### Text excerpt
◇ ◇ ◇ ◇

But now Mr. Adelson has company. On Wednesday, legendary American gambling mogul Steve Wynn opened his $1.2 billion Wynn Macau, a near-replica of Wynn Resorts Ltd.'s splashy Las Vegas resort. With dancing fountains and a stylish nightclub, the Wynn casino is upping the stakes on both men's bet that Macau, long known for dingy, locally operated gambling halls, is ready for high-end razzle-dazzle.

Mr. Adelson took the lead by jumping into Macau early, targeting the mass market with a super-sized casino that boasted more Las Vegas flash than anything that came before it. He now hopes to attract business conventions and lure attendees into his casinos. Mr. Wynn held back, saving his ammunition to target high rollers with deep pockets.

Along the way, the two have stumbled and collided, exporting to Chinese shores the intense rivalry they have kept up for more than 15 years in Las Vegas, where they operate sprawling megacasinos across the street from each other. Macau represents a chance for Mr. Adelson to get the upper hand on Mr. Wynn, a Las Vegas icon who is credited with reinventing the city as the head of Mirage Resorts Inc. before selling the company and starting over with Wynn Resorts.


Seated in a two-story penthouse suite atop the Sands Macao recently, the 73-year-old Mr. Adelson professed to be unconcerned about the competition. "Steve Wynn's opening here will be a nonevent," he said, ignoring his wife's gestures to keep quiet. "He's 2? years too late."

The next day, Mr. Wynn, 64, fired back. He derided the Sands Macao as a "Wal-Mart-type" operation with an uninspired design that proves Mr. Adelson lacks the panache to go after high rollers. "Sheldon is quick to dismiss all of his Las Vegas competitors as ignorant to the ways of Chinese gamblers," he said. "But he forgets the hundreds of millions of dollars I've won [in Las Vegas] from Asian baccarat players."

The trash-talking indicates how much the gambling industry has at stake in China. Gambling is hugely popular here, and Macau, a former Portuguese colony an hour's ferry ride west of Hong Kong, is the only place in this newly prosperous country of 1.3 billion people where casinos are legal. The local, Beijing-backed government, eager for the territory to shed its reputation for seedy gambling dens, prostitution and gangland violence, broke the 40-year casino monopoly of local tycoon Stanley Ho in 2000 and began licensing outsiders. All the world's big casino companies are now seeking a foothold in the market. In 2002, Messrs. Adelson and Wynn became the first Americans to win licenses here. MGM Mirage later won a license and plans to build its own casino-resort, too.

◇ ◇ ◇ ◇

### Data segment
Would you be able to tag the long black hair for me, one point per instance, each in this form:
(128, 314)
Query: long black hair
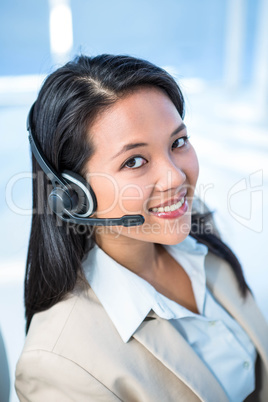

◇ ◇ ◇ ◇

### What you will do
• a. Answer these from the Macau casino text:
(i) What did the Wynn Macau cost?
(ii) How old is Mr. Adelson?
(iii) In what year did the local government break Stanley Ho's casino monopoly?
• b. Reproduce everything in the Macau casino text from "The trash-talking indicates" down to "own casino-resort, too.", word for word.

### The results
• a.
(i) $1.2 billion
(ii) 73
(iii) 2000

• b.
The trash-talking indicates how much the gambling industry has at stake in China. Gambling is hugely popular here, and Macau, a former Portuguese colony an hour's ferry ride west of Hong Kong, is the only place in this newly prosperous country of 1.3 billion people where casinos are legal. The local, Beijing-backed government, eager for the territory to shed its reputation for seedy gambling dens, prostitution and gangland violence, broke the 40-year casino monopoly of local tycoon Stanley Ho in 2000 and began licensing outsiders. All the world's big casino companies are now seeking a foothold in the market. In 2002, Messrs. Adelson and Wynn became the first Americans to win licenses here. MGM Mirage later won a license and plans to build its own casino-resort, too.